─── DATASET CONTENT

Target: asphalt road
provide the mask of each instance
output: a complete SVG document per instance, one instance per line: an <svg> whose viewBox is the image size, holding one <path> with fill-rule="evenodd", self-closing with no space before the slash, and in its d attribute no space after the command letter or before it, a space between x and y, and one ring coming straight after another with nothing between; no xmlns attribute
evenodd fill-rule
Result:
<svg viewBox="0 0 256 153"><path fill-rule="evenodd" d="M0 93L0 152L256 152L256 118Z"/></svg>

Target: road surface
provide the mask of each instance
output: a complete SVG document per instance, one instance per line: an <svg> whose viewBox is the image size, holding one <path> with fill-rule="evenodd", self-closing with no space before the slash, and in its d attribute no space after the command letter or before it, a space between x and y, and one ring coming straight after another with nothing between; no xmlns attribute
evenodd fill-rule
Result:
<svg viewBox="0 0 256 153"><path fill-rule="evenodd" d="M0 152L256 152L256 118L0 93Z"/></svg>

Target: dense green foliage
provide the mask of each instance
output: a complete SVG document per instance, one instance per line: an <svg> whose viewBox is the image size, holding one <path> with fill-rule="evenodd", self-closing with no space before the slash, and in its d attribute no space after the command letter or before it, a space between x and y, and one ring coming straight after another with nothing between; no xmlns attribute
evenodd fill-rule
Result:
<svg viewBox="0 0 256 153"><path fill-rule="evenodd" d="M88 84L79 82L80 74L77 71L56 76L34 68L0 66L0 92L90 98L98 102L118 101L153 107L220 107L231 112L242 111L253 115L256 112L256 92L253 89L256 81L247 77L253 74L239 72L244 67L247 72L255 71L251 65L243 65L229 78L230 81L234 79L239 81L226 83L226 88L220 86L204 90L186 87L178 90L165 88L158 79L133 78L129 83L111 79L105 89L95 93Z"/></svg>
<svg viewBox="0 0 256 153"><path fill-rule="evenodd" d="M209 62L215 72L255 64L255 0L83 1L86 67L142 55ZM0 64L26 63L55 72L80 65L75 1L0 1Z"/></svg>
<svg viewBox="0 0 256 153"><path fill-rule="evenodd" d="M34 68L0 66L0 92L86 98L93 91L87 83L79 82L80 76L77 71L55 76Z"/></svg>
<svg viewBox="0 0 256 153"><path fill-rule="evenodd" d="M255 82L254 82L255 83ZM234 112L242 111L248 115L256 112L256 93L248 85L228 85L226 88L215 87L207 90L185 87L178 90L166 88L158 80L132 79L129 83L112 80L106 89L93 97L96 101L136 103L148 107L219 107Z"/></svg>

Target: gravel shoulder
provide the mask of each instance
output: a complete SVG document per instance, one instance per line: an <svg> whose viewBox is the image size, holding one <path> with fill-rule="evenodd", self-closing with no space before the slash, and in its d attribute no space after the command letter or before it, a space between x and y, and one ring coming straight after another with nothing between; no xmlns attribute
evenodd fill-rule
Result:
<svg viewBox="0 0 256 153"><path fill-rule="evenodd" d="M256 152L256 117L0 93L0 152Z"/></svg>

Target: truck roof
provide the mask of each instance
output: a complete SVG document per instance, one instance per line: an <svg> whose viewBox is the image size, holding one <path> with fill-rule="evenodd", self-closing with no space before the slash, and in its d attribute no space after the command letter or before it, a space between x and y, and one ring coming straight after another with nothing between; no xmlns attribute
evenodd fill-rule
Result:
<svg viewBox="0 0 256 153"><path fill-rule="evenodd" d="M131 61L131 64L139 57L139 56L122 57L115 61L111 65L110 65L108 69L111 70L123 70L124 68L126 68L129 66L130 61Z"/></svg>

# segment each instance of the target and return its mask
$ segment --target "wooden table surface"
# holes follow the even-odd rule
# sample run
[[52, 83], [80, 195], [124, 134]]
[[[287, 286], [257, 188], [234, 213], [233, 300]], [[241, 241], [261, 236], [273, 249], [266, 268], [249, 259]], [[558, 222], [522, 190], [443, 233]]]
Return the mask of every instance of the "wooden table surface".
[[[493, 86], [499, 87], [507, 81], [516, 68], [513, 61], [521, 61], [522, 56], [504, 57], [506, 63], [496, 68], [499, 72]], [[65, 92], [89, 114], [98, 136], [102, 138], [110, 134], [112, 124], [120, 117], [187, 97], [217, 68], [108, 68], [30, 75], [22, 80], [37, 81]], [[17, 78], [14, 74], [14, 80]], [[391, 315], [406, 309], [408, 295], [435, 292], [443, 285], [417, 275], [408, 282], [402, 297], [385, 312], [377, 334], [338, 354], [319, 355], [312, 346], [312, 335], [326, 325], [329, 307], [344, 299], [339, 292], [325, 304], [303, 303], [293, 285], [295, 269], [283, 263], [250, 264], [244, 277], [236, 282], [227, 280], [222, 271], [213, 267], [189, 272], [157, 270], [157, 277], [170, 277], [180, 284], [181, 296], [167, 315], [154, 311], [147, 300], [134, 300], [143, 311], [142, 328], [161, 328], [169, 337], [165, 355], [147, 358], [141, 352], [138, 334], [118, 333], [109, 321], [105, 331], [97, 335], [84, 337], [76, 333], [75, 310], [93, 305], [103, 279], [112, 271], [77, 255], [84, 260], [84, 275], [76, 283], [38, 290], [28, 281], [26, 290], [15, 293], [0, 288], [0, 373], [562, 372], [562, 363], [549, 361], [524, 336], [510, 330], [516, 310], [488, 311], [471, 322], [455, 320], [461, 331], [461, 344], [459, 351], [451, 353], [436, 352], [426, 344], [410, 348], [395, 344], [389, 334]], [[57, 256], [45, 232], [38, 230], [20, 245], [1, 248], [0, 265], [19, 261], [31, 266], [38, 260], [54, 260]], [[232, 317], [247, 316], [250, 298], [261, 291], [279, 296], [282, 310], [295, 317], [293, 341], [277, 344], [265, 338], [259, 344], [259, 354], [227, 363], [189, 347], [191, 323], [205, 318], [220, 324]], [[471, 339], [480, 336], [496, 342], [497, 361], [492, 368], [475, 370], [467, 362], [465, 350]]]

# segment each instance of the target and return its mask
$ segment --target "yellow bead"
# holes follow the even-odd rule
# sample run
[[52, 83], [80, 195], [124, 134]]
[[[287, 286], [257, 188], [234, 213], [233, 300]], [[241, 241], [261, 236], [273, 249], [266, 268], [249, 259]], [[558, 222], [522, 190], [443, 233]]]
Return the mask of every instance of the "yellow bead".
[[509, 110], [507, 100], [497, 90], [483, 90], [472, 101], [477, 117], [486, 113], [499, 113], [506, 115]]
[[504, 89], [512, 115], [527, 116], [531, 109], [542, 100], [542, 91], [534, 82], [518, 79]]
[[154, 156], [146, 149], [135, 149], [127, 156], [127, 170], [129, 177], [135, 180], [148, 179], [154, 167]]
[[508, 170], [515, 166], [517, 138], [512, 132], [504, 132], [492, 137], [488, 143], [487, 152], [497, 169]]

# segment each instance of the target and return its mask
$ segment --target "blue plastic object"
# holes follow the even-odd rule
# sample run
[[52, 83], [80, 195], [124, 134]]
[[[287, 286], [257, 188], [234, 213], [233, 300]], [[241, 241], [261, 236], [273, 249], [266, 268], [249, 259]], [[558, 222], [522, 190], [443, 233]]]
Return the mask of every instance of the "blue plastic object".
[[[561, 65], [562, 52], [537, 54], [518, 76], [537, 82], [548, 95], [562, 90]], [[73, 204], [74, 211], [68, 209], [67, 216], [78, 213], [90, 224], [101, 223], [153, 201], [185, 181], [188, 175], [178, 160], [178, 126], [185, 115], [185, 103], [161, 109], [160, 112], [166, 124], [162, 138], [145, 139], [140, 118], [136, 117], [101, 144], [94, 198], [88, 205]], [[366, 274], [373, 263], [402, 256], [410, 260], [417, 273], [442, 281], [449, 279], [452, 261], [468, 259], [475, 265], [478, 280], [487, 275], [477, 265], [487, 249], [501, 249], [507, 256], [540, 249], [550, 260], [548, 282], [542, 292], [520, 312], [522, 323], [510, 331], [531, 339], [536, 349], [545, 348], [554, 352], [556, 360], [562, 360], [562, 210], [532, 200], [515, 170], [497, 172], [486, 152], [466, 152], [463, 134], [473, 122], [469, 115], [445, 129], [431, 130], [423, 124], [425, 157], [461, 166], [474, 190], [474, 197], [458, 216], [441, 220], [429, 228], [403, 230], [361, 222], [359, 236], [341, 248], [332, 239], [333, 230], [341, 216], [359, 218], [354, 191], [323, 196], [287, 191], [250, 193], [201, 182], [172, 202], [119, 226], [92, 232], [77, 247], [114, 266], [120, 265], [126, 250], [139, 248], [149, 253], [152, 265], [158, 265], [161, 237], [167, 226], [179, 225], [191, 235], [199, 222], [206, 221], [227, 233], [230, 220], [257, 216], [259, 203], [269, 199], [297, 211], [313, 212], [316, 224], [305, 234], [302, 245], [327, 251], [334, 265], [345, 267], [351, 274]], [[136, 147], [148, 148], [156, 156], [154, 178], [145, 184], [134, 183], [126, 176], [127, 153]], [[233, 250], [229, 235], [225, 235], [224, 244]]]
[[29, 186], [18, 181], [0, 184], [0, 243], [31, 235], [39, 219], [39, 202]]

──────
─── DATASET CONTENT

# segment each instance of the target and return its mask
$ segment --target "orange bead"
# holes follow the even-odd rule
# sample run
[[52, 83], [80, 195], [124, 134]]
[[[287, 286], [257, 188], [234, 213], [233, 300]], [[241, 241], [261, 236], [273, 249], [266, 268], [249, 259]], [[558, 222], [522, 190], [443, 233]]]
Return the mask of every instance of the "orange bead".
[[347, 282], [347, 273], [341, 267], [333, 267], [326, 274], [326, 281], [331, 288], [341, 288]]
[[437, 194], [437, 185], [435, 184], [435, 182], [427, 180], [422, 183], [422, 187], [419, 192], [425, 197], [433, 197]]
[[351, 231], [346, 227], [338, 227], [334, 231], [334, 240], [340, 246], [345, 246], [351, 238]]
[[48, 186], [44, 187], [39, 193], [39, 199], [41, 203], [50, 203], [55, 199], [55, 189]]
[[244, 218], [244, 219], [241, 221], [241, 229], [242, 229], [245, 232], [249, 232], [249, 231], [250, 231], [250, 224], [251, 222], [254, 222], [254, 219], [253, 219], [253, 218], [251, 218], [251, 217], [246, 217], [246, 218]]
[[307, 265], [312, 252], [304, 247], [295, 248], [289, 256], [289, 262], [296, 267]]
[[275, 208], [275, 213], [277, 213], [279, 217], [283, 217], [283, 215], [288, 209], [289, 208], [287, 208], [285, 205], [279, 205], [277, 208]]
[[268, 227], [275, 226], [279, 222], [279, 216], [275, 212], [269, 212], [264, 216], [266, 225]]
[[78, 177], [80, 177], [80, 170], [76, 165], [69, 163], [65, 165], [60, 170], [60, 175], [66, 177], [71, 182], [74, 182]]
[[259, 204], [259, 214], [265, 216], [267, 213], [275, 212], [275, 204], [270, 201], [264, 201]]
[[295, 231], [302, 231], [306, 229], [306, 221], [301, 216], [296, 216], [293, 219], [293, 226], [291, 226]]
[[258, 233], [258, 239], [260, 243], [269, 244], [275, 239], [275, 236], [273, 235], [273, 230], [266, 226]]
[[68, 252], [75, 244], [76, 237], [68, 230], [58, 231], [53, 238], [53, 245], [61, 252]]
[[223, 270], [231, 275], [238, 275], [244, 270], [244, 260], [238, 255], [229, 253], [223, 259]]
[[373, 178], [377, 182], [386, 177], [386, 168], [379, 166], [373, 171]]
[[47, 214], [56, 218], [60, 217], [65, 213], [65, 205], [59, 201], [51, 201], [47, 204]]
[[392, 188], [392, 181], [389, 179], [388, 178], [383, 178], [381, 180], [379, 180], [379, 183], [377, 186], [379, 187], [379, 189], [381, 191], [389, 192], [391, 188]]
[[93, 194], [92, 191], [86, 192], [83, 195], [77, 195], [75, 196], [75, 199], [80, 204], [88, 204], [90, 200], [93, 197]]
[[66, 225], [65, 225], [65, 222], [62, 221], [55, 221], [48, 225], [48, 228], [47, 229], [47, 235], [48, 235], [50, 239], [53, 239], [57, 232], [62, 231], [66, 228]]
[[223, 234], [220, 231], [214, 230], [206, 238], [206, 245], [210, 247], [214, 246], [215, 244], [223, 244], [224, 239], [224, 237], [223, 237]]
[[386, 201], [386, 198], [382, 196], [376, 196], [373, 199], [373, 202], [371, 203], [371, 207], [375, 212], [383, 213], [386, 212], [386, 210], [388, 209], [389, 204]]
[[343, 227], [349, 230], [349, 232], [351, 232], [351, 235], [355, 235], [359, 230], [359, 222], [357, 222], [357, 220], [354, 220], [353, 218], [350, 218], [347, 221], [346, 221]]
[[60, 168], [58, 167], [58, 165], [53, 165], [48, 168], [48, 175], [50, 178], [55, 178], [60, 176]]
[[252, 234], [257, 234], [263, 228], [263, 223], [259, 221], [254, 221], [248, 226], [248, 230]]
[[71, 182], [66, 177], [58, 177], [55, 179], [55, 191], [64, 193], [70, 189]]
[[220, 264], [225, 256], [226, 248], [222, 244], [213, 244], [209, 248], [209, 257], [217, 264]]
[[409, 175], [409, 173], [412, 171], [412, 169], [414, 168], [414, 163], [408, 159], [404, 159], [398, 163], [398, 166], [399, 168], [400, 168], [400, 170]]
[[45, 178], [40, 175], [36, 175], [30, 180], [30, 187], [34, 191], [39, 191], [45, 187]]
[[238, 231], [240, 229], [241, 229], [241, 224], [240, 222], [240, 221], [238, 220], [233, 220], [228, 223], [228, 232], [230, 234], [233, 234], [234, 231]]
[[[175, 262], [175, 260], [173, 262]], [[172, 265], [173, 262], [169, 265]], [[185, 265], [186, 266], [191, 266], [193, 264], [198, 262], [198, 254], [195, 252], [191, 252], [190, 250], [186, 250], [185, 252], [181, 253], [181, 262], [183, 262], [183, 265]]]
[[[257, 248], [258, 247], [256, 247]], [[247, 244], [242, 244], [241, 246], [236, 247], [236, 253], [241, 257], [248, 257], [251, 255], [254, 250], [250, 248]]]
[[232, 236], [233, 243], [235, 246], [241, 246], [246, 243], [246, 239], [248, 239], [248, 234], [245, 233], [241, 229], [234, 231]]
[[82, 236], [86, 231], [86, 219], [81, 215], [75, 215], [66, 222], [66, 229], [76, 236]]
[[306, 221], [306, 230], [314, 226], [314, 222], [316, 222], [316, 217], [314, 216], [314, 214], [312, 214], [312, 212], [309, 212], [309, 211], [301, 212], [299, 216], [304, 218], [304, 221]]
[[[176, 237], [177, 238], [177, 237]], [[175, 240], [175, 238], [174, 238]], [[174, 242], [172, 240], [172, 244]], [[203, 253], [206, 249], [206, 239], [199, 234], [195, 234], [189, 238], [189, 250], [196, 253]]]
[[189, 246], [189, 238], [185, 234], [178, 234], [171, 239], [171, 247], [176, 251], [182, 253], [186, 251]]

──────

▸ WORK TO COMPLETE:
Arrange everything in the data from the line containing "Target: dense green foliage" down to the line containing "68L0 66L0 92L86", both included, as a numbered list, omitting any blank lines.

▸ FULL SOLUTION:
1. Target: dense green foliage
2. provide the mask of each instance
3. output: a complete SVG document per instance, one instance per line: an <svg> whose viewBox is the image size, holding one <path> with fill-rule="evenodd", self-closing with no space before the slash, and in its d attribute no space after the command letter or before it, a space between x and y, and one ring coming straight after another with nothing between; no xmlns attribute
4. evenodd fill-rule
5. Result:
6. <svg viewBox="0 0 256 153"><path fill-rule="evenodd" d="M88 84L79 82L80 74L77 71L56 76L34 68L0 66L0 92L90 98L98 102L118 101L153 107L220 107L231 112L242 111L253 115L256 112L256 92L253 89L256 81L247 77L253 74L239 72L244 67L247 72L255 71L251 65L243 65L229 78L230 81L234 79L239 81L226 83L226 88L220 86L204 90L186 87L178 90L165 88L158 79L133 78L129 83L111 79L105 89L95 93Z"/></svg>
7. <svg viewBox="0 0 256 153"><path fill-rule="evenodd" d="M209 62L215 72L255 64L255 0L83 1L86 67L142 55ZM0 64L26 63L55 72L80 65L75 1L0 1Z"/></svg>
8. <svg viewBox="0 0 256 153"><path fill-rule="evenodd" d="M34 68L0 66L0 92L86 98L93 91L87 83L79 82L80 76L77 71L55 76Z"/></svg>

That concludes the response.